# Start of SELECTED EXTRACT

In [1]:
%load_ext autoreload
%autoreload 2
%matplotlib inline

# Loading the dataset & Pre trained word embeddings

In [2]:
import os
import sys
import torch
import torchtext.data
import torchtext.datasets
import numpy as np 
import time
from RNN import SentimentGRU
import inspect

currentdir = os.path.dirname(os.path.abspath(inspect.getfile(inspect.currentframe())))
parentdir = os.path.dirname(currentdir)
sys.path.insert(0, parentdir) 

from cs236781.train_results import FitResult
from cs236781 import plot

device = torch.device('cuda' if torch.cuda.is_available() else 'cpu')
print("device =", device)

device = cuda


load the data set:

In [5]:
if os.sys.platform == 'linux':
    data_dir = os.path.expanduser('~/HW4/project/GloVe')
else:
    data_dir = os.path.expanduser('~/.pytorch-datasets')
    
# torchtext Field objects parse text (e.g. a review) and create a tensor representation

# This Field object will be used for tokenizing the movie reviews text
review_parser = torchtext.data.Field(
    sequential=True, use_vocab=True, lower=True,
    init_token='<sos>', eos_token='<eos>', dtype=torch.long,
    tokenize='spacy', tokenizer_language='en_core_web_sm'
)

# End of SELECTED EXTRACT

◆ THE REQUEST: Copy the notebook extract on loading the dataset and pretrained word embeddings in full, character for character. The lines that come next are separate material, not part of the notebook extract.

# Start of DATASET RECORDS

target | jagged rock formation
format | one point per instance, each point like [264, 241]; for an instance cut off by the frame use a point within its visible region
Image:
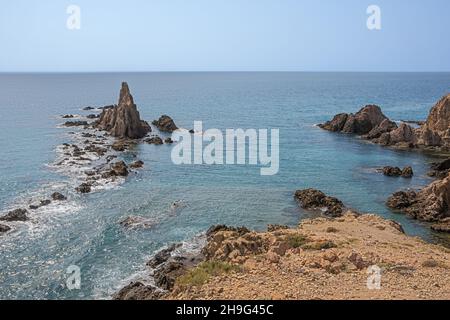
[373, 125]
[315, 199]
[165, 124]
[15, 215]
[436, 130]
[123, 121]
[364, 121]
[431, 204]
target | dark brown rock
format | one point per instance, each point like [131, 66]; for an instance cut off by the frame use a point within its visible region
[315, 199]
[165, 124]
[436, 130]
[119, 168]
[361, 123]
[4, 228]
[123, 121]
[16, 215]
[137, 164]
[58, 196]
[154, 140]
[84, 188]
[138, 291]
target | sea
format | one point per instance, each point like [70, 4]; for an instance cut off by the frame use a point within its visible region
[183, 201]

# End of DATASET RECORDS

◆ EXERCISE RESPONSE:
In [1]:
%load_ext autoreload
%autoreload 2
%matplotlib inline

# Loading the dataset & Pre trained word embeddings

In [2]:
import os
import sys
import torch
import torchtext.data
import torchtext.datasets
import numpy as np 
import time
from RNN import SentimentGRU
import inspect

currentdir = os.path.dirname(os.path.abspath(inspect.getfile(inspect.currentframe())))
parentdir = os.path.dirname(currentdir)
sys.path.insert(0, parentdir) 

from cs236781.train_results import FitResult
from cs236781 import plot

device = torch.device('cuda' if torch.cuda.is_available() else 'cpu')
print("device =", device)

device = cuda


load the data set:

In [5]:
if os.sys.platform == 'linux':
    data_dir = os.path.expanduser('~/HW4/project/GloVe')
else:
    data_dir = os.path.expanduser('~/.pytorch-datasets')
    
# torchtext Field objects parse text (e.g. a review) and create a tensor representation

# This Field object will be used for tokenizing the movie reviews text
review_parser = torchtext.data.Field(
    sequential=True, use_vocab=True, lower=True,
    init_token='<sos>', eos_token='<eos>', dtype=torch.long,
    tokenize='spacy', tokenizer_language='en_core_web_sm'
)